* _What you will do_
Would you copy only the lines below, from the one containing "the man's bare foot in the photo above." through the very last one, leaving the pictures out?

-------- Dataset excerpts --------

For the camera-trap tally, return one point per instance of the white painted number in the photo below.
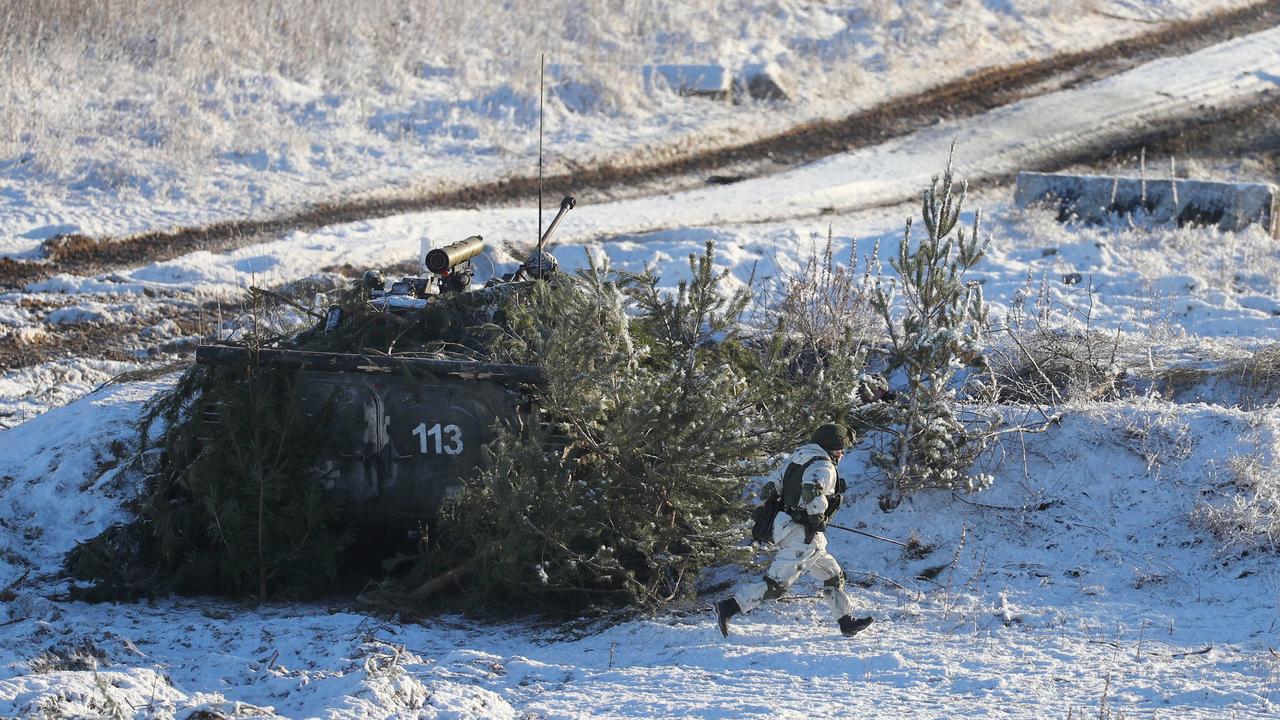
(438, 436)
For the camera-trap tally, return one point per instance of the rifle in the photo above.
(867, 534)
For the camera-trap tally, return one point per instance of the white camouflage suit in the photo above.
(796, 557)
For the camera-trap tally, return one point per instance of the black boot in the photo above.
(725, 610)
(850, 625)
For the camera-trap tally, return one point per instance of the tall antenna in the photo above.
(542, 77)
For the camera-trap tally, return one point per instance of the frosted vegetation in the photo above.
(169, 103)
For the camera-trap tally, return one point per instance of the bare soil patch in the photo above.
(967, 96)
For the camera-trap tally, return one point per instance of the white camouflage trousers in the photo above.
(794, 559)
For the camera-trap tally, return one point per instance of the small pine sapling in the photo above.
(933, 331)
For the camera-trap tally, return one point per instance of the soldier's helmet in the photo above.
(832, 436)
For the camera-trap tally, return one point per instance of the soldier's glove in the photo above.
(832, 505)
(813, 525)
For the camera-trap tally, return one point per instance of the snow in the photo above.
(1086, 580)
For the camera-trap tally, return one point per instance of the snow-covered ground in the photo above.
(1087, 580)
(144, 114)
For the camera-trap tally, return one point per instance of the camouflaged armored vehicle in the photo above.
(407, 429)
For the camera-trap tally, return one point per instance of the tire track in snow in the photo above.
(963, 98)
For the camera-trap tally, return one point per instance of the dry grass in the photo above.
(1248, 518)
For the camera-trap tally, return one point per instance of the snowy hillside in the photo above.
(1123, 564)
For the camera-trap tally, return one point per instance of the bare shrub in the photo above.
(1249, 518)
(1055, 354)
(824, 302)
(1258, 377)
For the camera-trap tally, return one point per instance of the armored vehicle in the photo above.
(407, 429)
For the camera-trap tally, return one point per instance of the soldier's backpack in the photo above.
(766, 513)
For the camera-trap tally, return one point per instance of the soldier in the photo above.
(810, 493)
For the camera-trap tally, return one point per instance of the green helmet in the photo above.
(832, 436)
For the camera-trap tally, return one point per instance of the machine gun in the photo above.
(538, 263)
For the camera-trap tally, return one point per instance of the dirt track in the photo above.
(963, 98)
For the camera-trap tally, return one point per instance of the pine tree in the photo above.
(659, 406)
(936, 331)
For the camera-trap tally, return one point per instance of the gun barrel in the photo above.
(443, 259)
(566, 205)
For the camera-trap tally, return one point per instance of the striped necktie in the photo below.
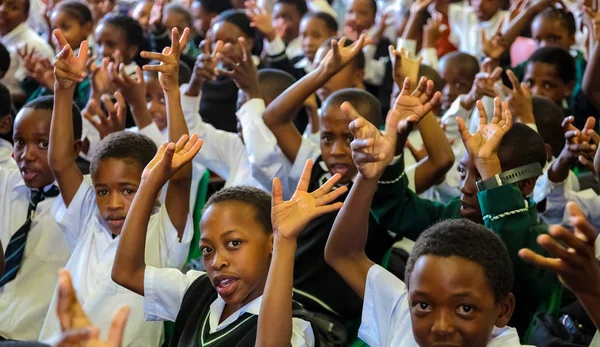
(16, 246)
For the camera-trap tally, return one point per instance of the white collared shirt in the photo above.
(164, 290)
(25, 300)
(6, 159)
(386, 315)
(19, 37)
(91, 263)
(223, 152)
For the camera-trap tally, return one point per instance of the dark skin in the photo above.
(12, 13)
(452, 303)
(31, 137)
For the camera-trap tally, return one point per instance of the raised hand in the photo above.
(106, 124)
(260, 19)
(483, 145)
(290, 217)
(69, 68)
(372, 150)
(168, 70)
(170, 158)
(76, 328)
(339, 56)
(572, 254)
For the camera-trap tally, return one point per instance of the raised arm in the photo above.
(63, 149)
(130, 266)
(288, 219)
(278, 116)
(178, 192)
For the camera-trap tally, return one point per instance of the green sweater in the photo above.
(505, 213)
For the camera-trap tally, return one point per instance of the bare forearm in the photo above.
(129, 266)
(345, 249)
(275, 318)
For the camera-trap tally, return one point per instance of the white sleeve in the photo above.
(164, 290)
(73, 220)
(386, 314)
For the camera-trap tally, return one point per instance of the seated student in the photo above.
(14, 33)
(31, 274)
(6, 129)
(493, 149)
(248, 242)
(92, 214)
(204, 11)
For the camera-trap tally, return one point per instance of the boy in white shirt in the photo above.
(92, 216)
(27, 286)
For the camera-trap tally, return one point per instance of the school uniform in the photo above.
(25, 299)
(6, 159)
(192, 303)
(505, 212)
(386, 315)
(94, 250)
(19, 37)
(224, 153)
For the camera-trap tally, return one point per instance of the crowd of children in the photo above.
(278, 173)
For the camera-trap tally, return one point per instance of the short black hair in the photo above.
(4, 58)
(364, 102)
(125, 145)
(299, 4)
(76, 10)
(559, 58)
(521, 146)
(216, 6)
(548, 119)
(359, 60)
(274, 82)
(466, 62)
(328, 19)
(46, 102)
(469, 240)
(565, 17)
(177, 8)
(239, 19)
(258, 199)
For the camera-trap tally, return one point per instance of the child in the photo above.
(92, 215)
(26, 216)
(14, 33)
(246, 254)
(504, 209)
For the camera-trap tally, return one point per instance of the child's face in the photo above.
(360, 15)
(70, 27)
(236, 251)
(116, 181)
(549, 32)
(141, 13)
(12, 13)
(155, 98)
(313, 32)
(452, 303)
(485, 9)
(109, 39)
(290, 15)
(335, 143)
(31, 137)
(458, 82)
(544, 80)
(349, 77)
(468, 188)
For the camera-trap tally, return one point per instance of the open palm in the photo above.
(290, 217)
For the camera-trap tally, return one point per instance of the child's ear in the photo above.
(505, 310)
(6, 124)
(527, 186)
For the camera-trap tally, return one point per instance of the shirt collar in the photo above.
(217, 307)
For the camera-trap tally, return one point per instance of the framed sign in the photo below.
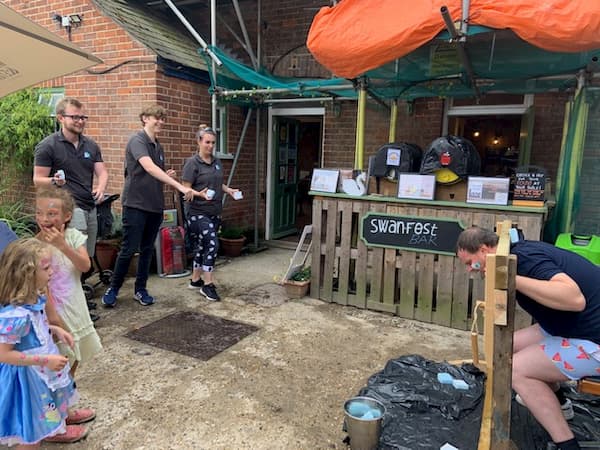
(488, 190)
(419, 234)
(411, 185)
(324, 180)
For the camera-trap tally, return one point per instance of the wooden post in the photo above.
(501, 270)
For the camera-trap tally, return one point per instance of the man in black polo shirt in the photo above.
(79, 158)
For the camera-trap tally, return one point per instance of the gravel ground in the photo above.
(282, 387)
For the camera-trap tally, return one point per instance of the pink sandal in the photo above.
(82, 415)
(74, 433)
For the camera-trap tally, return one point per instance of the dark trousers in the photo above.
(139, 232)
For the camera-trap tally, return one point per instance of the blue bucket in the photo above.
(363, 417)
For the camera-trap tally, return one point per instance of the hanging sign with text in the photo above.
(530, 183)
(419, 234)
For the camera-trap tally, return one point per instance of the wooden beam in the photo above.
(498, 340)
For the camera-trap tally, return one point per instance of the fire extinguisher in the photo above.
(178, 249)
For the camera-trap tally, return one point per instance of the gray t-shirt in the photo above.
(56, 152)
(142, 190)
(203, 175)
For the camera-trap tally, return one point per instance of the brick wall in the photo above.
(113, 100)
(587, 218)
(547, 130)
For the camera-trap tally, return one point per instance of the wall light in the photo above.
(69, 22)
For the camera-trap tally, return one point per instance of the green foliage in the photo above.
(23, 123)
(302, 275)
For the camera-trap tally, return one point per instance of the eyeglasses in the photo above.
(75, 117)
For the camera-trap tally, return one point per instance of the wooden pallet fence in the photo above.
(428, 287)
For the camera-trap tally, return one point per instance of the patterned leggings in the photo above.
(203, 231)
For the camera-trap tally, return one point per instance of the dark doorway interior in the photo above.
(496, 138)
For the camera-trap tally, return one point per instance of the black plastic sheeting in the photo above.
(421, 413)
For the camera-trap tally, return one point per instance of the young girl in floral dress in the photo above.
(36, 387)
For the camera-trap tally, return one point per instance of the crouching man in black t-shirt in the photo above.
(560, 290)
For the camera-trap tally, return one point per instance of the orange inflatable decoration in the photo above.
(359, 35)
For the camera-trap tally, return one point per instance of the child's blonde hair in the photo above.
(18, 266)
(56, 193)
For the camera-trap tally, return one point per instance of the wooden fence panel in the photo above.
(344, 259)
(316, 271)
(330, 246)
(362, 260)
(411, 284)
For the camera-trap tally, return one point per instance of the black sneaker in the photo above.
(210, 292)
(196, 284)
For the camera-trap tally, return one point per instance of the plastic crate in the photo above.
(584, 245)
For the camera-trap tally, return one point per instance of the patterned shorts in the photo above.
(575, 358)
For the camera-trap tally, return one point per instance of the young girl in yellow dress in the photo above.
(54, 209)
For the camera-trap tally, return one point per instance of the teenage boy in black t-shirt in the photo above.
(143, 204)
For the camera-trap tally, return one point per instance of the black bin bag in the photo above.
(454, 153)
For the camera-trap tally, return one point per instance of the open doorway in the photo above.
(295, 143)
(309, 146)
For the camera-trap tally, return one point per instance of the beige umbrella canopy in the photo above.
(30, 54)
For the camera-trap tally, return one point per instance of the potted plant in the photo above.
(232, 239)
(298, 284)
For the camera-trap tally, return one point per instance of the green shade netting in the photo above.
(233, 75)
(501, 62)
(576, 180)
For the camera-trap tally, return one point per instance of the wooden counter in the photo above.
(424, 286)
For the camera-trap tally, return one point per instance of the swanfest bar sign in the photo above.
(419, 234)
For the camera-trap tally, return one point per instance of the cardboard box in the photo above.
(456, 192)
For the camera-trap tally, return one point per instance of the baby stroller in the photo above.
(105, 223)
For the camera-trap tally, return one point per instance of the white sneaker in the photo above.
(566, 407)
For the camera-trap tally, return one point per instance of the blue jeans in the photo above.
(139, 232)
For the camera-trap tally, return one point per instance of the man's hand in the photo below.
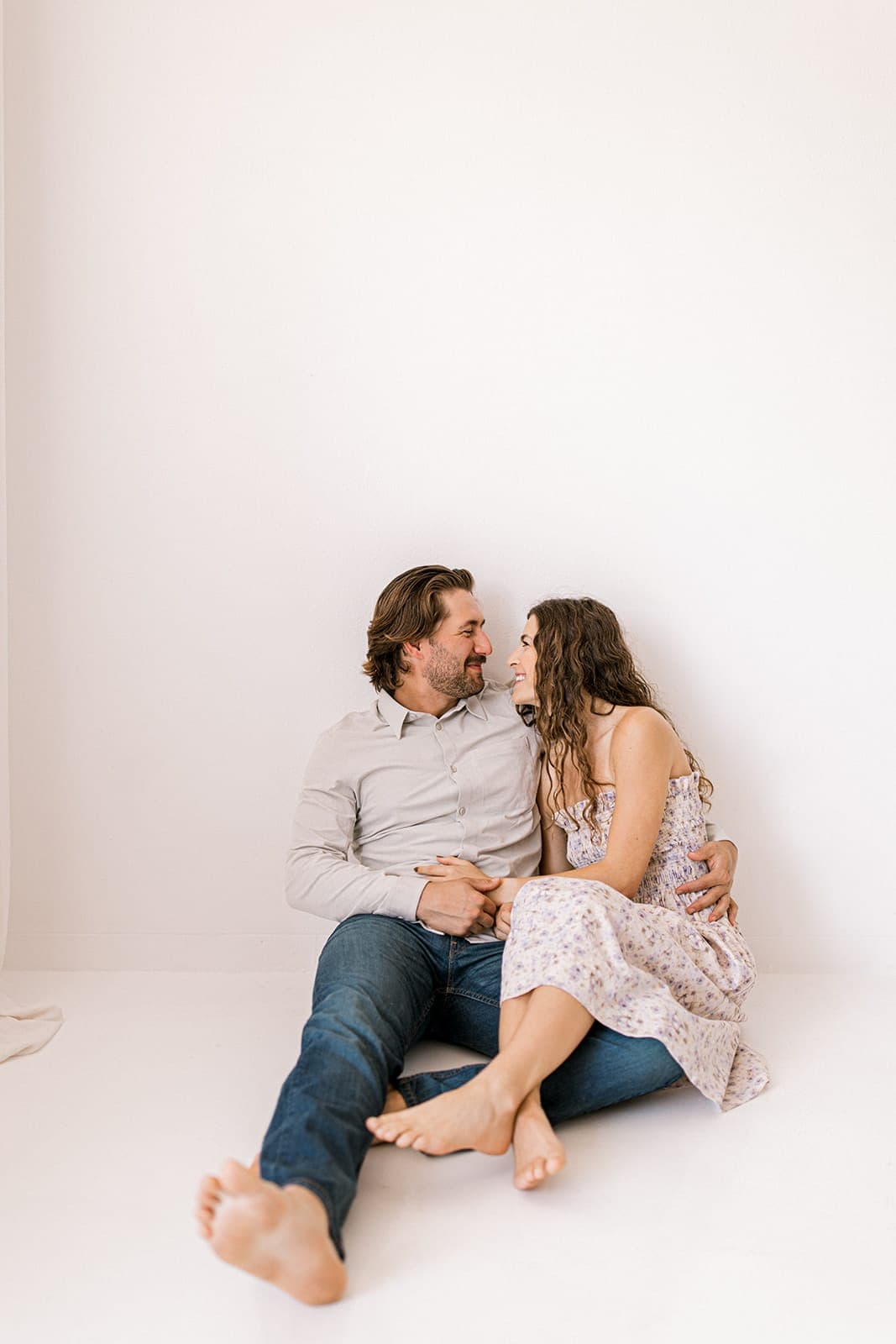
(503, 921)
(449, 866)
(721, 858)
(458, 906)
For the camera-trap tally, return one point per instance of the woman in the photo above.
(606, 938)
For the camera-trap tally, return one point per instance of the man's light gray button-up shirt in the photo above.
(387, 788)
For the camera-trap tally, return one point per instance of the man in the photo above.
(439, 765)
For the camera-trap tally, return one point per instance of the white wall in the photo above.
(587, 297)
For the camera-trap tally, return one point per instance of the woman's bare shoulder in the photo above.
(644, 727)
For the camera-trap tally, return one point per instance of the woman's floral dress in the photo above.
(644, 967)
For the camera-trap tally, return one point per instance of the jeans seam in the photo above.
(479, 999)
(422, 1018)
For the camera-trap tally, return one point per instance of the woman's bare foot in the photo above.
(537, 1152)
(479, 1116)
(280, 1234)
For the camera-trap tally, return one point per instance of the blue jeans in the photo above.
(382, 984)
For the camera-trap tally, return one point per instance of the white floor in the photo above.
(774, 1222)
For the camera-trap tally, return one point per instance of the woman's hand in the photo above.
(449, 866)
(503, 921)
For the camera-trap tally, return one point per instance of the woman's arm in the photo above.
(553, 842)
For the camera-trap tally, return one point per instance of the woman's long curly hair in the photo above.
(582, 654)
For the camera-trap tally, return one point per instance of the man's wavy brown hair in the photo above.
(582, 654)
(409, 609)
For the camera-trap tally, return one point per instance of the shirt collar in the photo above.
(396, 714)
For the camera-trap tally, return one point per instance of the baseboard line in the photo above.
(790, 954)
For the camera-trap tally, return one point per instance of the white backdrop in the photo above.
(587, 297)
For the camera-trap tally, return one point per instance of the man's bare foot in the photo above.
(394, 1101)
(537, 1152)
(479, 1116)
(280, 1234)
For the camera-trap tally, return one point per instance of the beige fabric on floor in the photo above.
(26, 1030)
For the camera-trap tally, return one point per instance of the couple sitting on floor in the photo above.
(530, 877)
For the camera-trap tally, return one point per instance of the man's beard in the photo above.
(449, 676)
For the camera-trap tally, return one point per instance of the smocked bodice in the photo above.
(681, 828)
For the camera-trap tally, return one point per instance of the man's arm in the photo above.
(322, 878)
(720, 853)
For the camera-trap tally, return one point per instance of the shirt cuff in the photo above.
(406, 895)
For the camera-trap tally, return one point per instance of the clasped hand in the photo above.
(461, 900)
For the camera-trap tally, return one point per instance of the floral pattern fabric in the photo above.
(642, 967)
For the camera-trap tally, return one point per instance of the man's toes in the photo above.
(208, 1189)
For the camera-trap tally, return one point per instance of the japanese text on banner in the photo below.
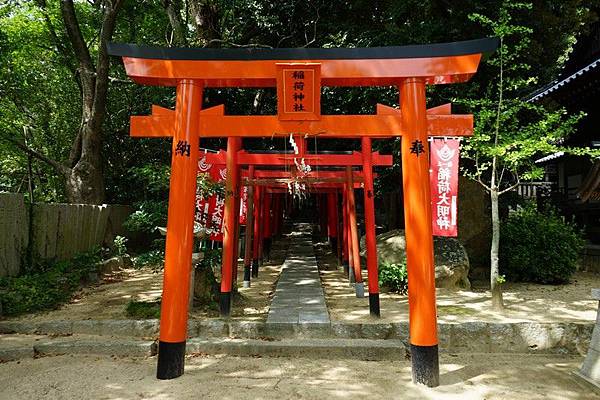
(444, 186)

--------

* _Output for this task_
For the camera-trap tally, return one point per instance of the man's bare foot in the photo above.
(394, 1101)
(537, 1152)
(479, 1116)
(280, 1234)
For the camera-trap tally, return one point per instance of the beige fabric on floor in the photo above.
(26, 1030)
For the camera-trap tally, return one point per instance of the couple sitting on floor in the photo above.
(530, 877)
For the camera-trap tally, return one point per instance of the man's beard in the photo above.
(449, 676)
For the camera-trap tally, return one point per instance of the smocked bodice in the photo above.
(681, 828)
For the camera-trap tally, return one point per instance of the man's arm in the photo above.
(322, 878)
(720, 853)
For the camera-trap tally, return one point per instance of the shirt cuff in the photo above.
(406, 895)
For the camera-trap tally, return one point per instance of the clasped hand in the photo above.
(461, 900)
For the camera-trap tally, return one point per instance of the floral pattern fabric in the photo above.
(642, 967)
For the camera-trap tally, return one point per instance of the man's toes in the photo above.
(208, 1189)
For the camera-trap tally, return one point per instance of the japanese text on banner in the photo below.
(444, 186)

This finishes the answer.